> [SELECTED PASSAGE]:
——

The following summarizes the major provisions of the proposed tax legislation, and provides a comparison where there are differences between the House Bill and the Senate Bill. If enacted, the legislation will be effective for taxable years beginning after December 31, 2017, unless otherwise noted below.
Corporate Taxation
- Rates. Under current law, corporations are subject to a maximum tax rate of 35 percent.
- House Bill. Reduces the corporate tax rate to a flat 20 percent rate.
- Senate Bill. Same, but is not effective until taxable years beginning after December 31, 2018.
- Capital Investment. Under current law, a 50 percent write-off (subject to phase-out) is generally available for new property placed in service before January 1, 2020.
- House Bill. Allows taxpayers to fully and immediately expense 100 percent of the cost of qualified property acquired and placed in service after September 27, 2017 and before January 1, 2023. In addition, the 100 percent write-off is expanded to certain used property acquired by the taxpayer. Special prior law phase-out rules apply to property acquired before September 28, 2017 and placed in service after September 27, 2017.
- Senate Bill. Same, but this benefit is not extended to used property.
- Dividend Received Deduction. Under current law, corporations are entitled to a 70 percent dividend received deduction (DRD) on dividends received from corporate subsidiaries. If the corporation receiving the dividend owns more than 20 percent, but less than 80 percent of the corporation paying the dividend, the DRD is 80 percent of the dividend received.
- House Bill. Reduces the 80 percent DRD to 65 percent, and the 70 percent DRD to 50 percent.
- Senate Bill. Same.
- Observation. These downward adjustments are necessary to preserve the current law effective tax rates on dividends entitled to the DRD.
- Interest Deductions.
- House Bill. Limits, with certain exceptions, the deduction in any taxable year for business interest to the sum of (i) business interest income for that year; plus (ii) 30 percent of the adjusted taxable income for the year. For this purpose, “business interest” is interest paid or accrued on indebtedness properly allocable to a trade or business. “Business interest income” is interest income properly allocable to a trade or business. “Adjusted taxable income” is a taxpayer’s taxable income, computed without regard to, among other items, business interest or business interest income, net operating loss deductions, and deductions for depreciation, amortization or depletion. Any disallowed interest may be carried forward indefinitely and, in the case of certain corporate taxpayers, preserved as a tax attribute in certain corporate acquisitions. The disallowance rule applies to taxable years beginning after December 31, 2017. The limitations on interest deductions contained in the “earnings stripping” rules of present Internal Revenue Code § 163(j) are repealed.

——

> [EXCERPTED DATA]:
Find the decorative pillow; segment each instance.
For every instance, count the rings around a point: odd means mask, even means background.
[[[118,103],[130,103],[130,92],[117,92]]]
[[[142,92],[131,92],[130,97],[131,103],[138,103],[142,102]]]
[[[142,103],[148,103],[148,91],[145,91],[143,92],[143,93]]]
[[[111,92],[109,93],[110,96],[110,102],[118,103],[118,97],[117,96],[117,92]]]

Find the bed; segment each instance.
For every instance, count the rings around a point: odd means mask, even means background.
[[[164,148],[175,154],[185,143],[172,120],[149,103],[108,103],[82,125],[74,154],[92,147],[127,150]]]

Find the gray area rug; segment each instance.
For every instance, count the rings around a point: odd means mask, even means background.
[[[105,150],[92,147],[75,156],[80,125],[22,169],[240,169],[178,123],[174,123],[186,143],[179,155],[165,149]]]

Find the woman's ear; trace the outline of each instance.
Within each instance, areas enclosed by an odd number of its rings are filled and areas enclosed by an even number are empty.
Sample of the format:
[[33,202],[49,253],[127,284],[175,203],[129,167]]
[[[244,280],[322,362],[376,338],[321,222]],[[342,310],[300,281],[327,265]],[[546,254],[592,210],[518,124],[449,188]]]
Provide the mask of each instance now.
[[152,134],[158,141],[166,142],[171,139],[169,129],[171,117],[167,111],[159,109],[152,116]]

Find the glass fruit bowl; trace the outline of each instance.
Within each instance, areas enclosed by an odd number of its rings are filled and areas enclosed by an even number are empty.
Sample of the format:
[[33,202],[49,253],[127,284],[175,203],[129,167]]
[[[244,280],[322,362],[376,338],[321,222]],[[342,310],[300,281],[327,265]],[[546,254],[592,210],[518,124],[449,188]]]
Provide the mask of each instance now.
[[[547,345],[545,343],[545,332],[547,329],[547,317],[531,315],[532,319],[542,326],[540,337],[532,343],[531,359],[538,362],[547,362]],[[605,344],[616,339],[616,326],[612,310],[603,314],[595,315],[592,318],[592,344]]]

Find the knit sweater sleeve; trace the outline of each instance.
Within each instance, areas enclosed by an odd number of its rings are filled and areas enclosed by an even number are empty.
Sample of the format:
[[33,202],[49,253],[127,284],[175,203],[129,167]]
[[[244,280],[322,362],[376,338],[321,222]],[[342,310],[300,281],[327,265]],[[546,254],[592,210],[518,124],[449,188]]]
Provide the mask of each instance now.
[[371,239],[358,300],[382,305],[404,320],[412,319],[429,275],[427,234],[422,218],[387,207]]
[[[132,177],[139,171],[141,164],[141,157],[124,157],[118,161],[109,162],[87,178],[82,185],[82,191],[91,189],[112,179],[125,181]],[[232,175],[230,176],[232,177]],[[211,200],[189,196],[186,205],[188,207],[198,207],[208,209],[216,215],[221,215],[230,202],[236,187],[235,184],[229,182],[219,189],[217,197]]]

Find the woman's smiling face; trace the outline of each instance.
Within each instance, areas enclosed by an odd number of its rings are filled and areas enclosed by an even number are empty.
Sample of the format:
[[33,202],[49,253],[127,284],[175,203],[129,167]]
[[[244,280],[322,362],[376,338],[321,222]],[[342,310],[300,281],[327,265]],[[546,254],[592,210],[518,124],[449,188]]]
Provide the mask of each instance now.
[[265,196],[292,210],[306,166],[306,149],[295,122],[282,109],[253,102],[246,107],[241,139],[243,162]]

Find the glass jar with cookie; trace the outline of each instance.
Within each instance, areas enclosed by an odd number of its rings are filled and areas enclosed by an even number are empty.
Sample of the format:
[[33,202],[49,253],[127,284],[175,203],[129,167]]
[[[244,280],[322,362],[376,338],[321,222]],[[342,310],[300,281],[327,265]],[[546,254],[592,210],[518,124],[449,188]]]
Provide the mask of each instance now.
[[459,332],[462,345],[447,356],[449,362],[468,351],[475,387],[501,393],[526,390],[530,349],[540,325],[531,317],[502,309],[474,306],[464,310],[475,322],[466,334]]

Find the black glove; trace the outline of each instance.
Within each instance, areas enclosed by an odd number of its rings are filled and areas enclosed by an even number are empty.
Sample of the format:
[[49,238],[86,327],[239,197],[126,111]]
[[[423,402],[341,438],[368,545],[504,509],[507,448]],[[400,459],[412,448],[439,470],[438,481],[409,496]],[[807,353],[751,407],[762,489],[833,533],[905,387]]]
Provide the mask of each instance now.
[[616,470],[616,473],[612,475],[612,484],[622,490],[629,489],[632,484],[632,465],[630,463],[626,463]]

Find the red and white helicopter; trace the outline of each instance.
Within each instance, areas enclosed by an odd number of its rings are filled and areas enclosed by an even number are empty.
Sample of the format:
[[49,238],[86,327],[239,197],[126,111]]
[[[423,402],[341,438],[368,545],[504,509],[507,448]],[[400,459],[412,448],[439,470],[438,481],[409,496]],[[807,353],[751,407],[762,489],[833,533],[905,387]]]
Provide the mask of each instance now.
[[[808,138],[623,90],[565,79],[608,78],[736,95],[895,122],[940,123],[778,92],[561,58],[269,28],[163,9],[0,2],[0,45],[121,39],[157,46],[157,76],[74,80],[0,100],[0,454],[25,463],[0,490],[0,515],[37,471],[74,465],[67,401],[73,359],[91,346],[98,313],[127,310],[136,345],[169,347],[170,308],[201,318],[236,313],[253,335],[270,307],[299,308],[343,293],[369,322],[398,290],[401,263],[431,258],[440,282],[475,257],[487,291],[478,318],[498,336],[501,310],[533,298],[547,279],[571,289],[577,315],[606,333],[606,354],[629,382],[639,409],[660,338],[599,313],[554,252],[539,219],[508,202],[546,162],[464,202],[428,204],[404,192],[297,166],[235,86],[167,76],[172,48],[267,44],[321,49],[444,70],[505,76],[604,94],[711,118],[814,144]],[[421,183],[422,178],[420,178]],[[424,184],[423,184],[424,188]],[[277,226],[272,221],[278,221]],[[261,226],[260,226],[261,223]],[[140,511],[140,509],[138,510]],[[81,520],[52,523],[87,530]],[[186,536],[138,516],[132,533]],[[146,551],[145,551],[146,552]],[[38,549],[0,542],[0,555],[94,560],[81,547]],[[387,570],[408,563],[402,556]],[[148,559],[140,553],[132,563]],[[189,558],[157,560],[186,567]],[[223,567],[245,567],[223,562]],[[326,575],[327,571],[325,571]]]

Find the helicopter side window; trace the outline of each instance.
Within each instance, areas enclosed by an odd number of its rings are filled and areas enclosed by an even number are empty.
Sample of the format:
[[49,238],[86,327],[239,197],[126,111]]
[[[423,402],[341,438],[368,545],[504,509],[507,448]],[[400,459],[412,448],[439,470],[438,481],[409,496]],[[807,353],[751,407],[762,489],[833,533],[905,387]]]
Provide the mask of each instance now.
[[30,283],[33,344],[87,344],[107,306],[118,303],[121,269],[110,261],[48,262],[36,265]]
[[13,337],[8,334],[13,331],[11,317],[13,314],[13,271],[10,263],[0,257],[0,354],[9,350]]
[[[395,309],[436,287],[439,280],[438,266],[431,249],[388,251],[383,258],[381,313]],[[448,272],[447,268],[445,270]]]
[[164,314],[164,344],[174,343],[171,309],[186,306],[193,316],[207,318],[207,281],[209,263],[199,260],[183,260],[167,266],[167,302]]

——

> [SET PROBLEM]:
From the tax legislation summary above, reproduce verbatim the passage between "- House Bill. Reduces the corporate" and "to used property.", inclusive.

> [EXERCISE ANSWER]:
- House Bill. Reduces the corporate tax rate to a flat 20 percent rate.
- Senate Bill. Same, but is not effective until taxable years beginning after December 31, 2018.
- Capital Investment. Under current law, a 50 percent write-off (subject to phase-out) is generally available for new property placed in service before January 1, 2020.
- House Bill. Allows taxpayers to fully and immediately expense 100 percent of the cost of qualified property acquired and placed in service after September 27, 2017 and before January 1, 2023. In addition, the 100 percent write-off is expanded to certain used property acquired by the taxpayer. Special prior law phase-out rules apply to property acquired before September 28, 2017 and placed in service after September 27, 2017.
- Senate Bill. Same, but this benefit is not extended to used property.